● **GIVEN PASSAGE**:
Despite the complexity, significant progress has been made in recent years in identifying novel RP genes and in screening patients for pathogenic mutations. This is partly the result of development of high-throughput mapping and sequencing techniques, but is also testimony to the large number of investigators and research groups working in this area. In the past two decades, the number of research groups in the world focused on RP genetics has gone from a handful to dozens. The potential options for treatments have also increased markedly. The purpose of this review is to provide an overview of the current status of RP genes. References are largely chosen for illustration; a more comprehensive list is found in RetNet, http://www.sph.uth.tmc/edu/retnet [5]. Inherited retinopathies as a broad class of diseases are reviewed in other publications [4, 7]. This is a fast-moving field and it is encouraging to note that any review will be out of date sooner rather than later.

Heterogeneity

Retinitis pigmentosa is a progressive, degenerative disease of the retina leading to profound loss of vision or blindness [3]. The clinical hallmarks of RP are night blindness, often starting in adolescence, followed by progressive loss of peripheral vision and subsequent loss of central vision. By midlife, RP patients may retain a few degrees of central vision but in many cases the disease culminates in complete blindness. Findings on retinal examination include ‘bone spicule’ pigmentary deposits, retinal vessel attenuation, and characteristic changes in electroretinogram (ERG) patterns. At a cellular level, a simplified view of RP is progressive dysfunction and loss of rod photoreceptors, first affecting night vision in the rod-rich mid-peripheral retina, then progressing into the cone-rich central retina, with eventual loss of cones either as a direct result of the disease process or secondary to the death of rods.

Within this broad picture, though, there is considerable variation in age of onset, rate of progression, rod vs cone involvement, involvement of other retinal cells such as RPE, secondary symptoms such as cystic macular edema, and many other features. RP which is present at birth or soon after is often referred to as Leber congenital amaurosis (LCA). RP may occur alone, as non-syndromic RP, without other clinical findings, or as syndromic or systemic RP with other neurosensory disorders, developmental abnormalities, or complex clinical phenotypes. Usher syndrome is RP with congenital or early onset deafness. Bardet-Biedl syndrome (BBS) is RP with kidney disease, obesity, polydactyly and developmental delay. RP may also be secondary to systemic disorders such as mitochondrial diseases or various forms of degenerative cerebellar disease. For simplicity, this review is limited to non-syndromic RP, Usher syndrome and BBS (for one reason, because the diseases overlap). Other syndromic and systemic forms of RP are listed in RetNet [5].

● **DATA EXCERPTS**:
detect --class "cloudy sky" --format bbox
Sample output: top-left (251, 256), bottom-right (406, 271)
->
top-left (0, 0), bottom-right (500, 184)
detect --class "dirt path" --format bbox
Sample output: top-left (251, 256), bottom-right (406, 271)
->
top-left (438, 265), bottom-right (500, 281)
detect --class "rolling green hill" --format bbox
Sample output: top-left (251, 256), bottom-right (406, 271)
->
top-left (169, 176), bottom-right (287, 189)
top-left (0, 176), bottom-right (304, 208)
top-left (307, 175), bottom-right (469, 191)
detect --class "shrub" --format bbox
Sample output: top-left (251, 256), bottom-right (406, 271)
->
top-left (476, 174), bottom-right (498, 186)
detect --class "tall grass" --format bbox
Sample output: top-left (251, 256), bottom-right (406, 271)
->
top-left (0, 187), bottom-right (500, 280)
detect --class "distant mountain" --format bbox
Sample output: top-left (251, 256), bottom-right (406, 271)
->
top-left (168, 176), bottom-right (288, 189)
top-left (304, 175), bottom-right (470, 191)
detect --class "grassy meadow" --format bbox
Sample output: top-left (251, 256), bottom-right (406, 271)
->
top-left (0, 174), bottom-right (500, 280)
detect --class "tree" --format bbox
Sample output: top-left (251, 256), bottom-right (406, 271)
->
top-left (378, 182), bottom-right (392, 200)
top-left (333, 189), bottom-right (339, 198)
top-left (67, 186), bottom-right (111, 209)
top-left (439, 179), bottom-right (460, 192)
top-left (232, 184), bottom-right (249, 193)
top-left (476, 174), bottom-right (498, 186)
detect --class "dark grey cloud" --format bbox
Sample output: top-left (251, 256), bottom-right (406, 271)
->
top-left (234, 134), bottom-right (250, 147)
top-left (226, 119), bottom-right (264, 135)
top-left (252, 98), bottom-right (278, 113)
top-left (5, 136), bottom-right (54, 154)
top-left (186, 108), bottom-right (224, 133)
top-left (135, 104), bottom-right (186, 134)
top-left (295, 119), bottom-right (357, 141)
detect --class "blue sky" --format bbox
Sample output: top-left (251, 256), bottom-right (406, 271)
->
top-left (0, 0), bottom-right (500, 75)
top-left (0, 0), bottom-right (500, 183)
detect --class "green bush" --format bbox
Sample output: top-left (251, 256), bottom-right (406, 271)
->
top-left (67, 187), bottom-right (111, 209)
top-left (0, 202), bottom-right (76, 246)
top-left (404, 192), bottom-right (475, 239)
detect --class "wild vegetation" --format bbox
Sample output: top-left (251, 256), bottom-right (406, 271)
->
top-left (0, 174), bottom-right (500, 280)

● **ACTIVITY**:
Answer these from the passage on retinitis pigmentosa (RP):
(a) Over the past two decades, how has the number of research groups focused on RP genetics changed?
(b) What is RP called when it is present at birth or soon after?
(c) Usher syndrome is RP together with what?

● **PROBLEM SOLUTION**:
(a) It has gone from a handful to dozens.
(b) Leber congenital amaurosis (LCA).
(c) Congenital or early onset deafness.